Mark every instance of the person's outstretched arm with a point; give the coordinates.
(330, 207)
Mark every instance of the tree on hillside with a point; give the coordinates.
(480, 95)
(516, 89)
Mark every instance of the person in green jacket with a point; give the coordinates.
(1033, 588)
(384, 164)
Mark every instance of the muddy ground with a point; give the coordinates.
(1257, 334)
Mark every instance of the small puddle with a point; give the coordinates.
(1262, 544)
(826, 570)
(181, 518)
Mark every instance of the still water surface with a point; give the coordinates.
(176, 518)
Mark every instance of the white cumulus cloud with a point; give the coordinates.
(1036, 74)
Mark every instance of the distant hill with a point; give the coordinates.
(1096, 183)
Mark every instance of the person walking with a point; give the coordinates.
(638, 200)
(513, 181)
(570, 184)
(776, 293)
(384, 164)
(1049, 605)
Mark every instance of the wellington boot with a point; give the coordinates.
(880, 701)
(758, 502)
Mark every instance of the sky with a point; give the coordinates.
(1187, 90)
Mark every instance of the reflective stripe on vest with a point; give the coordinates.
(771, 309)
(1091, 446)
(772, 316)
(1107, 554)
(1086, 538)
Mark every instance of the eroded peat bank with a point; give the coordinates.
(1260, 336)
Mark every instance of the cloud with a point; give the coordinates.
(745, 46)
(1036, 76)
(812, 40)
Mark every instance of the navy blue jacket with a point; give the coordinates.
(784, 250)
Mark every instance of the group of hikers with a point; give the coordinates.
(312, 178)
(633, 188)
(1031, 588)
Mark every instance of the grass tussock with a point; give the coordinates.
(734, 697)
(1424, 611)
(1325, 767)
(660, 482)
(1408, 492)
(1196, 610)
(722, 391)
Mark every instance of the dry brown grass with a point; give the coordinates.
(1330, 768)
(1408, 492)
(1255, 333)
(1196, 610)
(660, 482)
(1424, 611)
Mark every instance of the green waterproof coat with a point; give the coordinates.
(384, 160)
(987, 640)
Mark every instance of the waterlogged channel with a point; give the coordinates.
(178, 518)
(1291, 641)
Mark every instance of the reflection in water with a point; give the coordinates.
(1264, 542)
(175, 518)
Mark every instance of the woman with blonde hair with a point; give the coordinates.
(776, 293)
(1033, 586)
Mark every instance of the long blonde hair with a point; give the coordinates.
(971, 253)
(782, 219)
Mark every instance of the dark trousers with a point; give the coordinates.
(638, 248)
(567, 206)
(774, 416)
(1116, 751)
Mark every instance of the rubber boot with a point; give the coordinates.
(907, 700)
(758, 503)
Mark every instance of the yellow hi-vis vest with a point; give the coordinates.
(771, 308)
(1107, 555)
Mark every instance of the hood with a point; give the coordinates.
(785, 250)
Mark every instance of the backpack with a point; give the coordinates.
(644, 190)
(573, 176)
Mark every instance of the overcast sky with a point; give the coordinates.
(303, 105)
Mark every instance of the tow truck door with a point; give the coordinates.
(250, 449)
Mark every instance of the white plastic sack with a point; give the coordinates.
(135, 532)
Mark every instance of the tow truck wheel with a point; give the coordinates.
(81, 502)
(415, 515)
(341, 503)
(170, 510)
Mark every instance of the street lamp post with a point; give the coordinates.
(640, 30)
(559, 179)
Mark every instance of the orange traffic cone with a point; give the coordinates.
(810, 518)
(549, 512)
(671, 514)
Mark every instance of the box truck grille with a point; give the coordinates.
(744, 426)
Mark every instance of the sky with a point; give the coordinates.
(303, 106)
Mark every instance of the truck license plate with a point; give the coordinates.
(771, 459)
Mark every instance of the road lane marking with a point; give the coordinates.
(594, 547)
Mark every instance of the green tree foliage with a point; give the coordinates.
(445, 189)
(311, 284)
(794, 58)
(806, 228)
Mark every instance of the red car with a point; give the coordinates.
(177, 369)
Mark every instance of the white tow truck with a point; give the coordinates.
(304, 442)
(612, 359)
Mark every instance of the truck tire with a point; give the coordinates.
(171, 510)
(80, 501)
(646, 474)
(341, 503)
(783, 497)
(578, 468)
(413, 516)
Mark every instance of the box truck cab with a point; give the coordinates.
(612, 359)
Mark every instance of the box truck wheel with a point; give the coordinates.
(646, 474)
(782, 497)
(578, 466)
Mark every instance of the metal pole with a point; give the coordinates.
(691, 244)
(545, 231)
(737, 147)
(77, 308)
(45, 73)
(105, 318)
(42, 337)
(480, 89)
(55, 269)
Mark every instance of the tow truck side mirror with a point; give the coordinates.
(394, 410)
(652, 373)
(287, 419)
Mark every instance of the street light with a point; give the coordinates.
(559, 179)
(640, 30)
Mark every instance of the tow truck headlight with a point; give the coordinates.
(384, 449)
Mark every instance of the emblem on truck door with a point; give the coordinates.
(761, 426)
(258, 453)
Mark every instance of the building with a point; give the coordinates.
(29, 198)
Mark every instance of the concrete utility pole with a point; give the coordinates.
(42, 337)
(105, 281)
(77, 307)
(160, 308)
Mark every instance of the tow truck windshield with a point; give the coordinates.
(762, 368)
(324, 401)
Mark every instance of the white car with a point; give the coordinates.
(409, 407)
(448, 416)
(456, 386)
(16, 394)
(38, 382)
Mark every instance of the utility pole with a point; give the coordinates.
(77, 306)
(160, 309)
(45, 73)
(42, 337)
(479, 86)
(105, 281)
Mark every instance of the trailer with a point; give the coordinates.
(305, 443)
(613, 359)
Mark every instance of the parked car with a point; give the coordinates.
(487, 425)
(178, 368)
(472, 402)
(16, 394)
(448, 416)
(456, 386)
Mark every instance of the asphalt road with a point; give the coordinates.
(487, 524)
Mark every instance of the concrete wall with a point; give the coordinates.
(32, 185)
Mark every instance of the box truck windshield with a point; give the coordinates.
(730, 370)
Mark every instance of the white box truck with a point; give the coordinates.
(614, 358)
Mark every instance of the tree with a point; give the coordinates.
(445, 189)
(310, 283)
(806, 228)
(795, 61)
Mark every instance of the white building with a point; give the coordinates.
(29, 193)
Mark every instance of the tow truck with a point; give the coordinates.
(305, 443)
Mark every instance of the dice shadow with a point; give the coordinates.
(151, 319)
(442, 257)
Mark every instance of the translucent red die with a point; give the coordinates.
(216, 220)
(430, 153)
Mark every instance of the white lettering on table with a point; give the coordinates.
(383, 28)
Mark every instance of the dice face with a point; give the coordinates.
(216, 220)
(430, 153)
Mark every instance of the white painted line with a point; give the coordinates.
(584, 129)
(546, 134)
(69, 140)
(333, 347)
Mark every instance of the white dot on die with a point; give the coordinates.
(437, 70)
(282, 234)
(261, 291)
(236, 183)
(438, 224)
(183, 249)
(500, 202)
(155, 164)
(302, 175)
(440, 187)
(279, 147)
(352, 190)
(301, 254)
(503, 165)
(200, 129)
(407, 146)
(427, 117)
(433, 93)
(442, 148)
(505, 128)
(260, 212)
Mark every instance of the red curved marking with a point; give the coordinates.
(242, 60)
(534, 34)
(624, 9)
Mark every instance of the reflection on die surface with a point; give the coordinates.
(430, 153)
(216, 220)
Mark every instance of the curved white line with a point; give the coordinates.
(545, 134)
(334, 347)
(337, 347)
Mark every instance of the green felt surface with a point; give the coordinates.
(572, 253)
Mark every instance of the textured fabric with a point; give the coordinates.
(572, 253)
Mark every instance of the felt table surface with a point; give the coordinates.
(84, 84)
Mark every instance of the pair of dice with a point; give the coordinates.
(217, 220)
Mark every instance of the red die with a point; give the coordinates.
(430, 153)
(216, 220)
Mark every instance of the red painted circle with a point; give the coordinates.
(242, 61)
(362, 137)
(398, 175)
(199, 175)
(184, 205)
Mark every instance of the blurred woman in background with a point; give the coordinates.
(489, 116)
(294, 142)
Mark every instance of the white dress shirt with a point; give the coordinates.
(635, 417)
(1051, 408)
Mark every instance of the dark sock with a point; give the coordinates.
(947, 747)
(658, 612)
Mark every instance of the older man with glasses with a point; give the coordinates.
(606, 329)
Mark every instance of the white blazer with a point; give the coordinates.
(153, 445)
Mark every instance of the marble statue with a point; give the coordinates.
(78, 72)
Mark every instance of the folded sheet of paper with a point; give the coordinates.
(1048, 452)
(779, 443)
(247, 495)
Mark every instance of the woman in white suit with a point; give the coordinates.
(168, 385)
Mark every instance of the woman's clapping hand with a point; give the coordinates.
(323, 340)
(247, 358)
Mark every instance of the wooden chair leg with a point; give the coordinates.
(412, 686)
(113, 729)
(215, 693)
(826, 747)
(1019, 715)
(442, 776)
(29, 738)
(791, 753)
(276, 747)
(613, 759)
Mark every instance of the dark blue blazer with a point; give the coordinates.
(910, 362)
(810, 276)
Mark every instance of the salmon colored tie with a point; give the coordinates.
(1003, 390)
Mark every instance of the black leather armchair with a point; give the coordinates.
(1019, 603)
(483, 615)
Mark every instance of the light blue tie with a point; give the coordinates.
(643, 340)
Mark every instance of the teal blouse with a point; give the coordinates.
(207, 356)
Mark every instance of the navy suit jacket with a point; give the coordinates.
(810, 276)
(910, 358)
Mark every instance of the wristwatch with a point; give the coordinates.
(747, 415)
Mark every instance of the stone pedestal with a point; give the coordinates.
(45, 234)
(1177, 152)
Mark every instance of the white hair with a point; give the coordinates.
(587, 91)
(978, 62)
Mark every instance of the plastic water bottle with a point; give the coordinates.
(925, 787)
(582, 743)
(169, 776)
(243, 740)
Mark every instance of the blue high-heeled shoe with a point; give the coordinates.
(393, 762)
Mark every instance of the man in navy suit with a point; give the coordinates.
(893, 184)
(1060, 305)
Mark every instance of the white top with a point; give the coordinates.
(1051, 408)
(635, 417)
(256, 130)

———

— Aim of the exercise —
Starting at the line with "Mark every instance of the woman in", copy every line up to and including the last one in the entries above.

— Correct output —
Mark every instance of the woman in white suit with a point; give the coordinates.
(168, 385)
Mark every instance of the woman's clapping hand with a point; give the coordinates.
(323, 340)
(247, 358)
Mark every instance of the wooden chair leg with a point; give the coordinates.
(412, 686)
(113, 729)
(215, 693)
(826, 747)
(1019, 715)
(442, 776)
(29, 738)
(791, 753)
(276, 747)
(613, 759)
Mark every instance of the dark blue blazer with a point; give the coordinates.
(910, 362)
(810, 276)
Mark every instance of the salmon colored tie with a point; give the coordinates.
(1003, 390)
Mark every instance of the black leather armchair with a point; give the coordinates.
(1019, 603)
(483, 615)
Mark every instance of the light blue tie with a point; give the coordinates.
(643, 340)
Mark every instance of the teal blouse with a point; give the coordinates.
(207, 356)
Mark every instance of the navy suit jacket with a point; give the coordinates.
(810, 276)
(910, 358)
Mark every instance of the wristwatch with a point; give the coordinates.
(747, 415)
Mark every instance of the stone pedestal with a point; give the coordinates.
(45, 234)
(1177, 152)
Mark every instance of the white hair with a point; give the coordinates.
(587, 91)
(978, 62)
Mark every instance of the plastic water bottle with a point; give the coordinates.
(925, 787)
(582, 743)
(169, 776)
(243, 740)
Mark every instance of the blue high-heeled shoe with a point; give the coordinates.
(393, 762)
Mark every instance of the man in navy suit with a point; give the coordinates.
(893, 184)
(1060, 305)
Mark every instance of the white top with a point; give the coordinates.
(1051, 408)
(635, 417)
(256, 130)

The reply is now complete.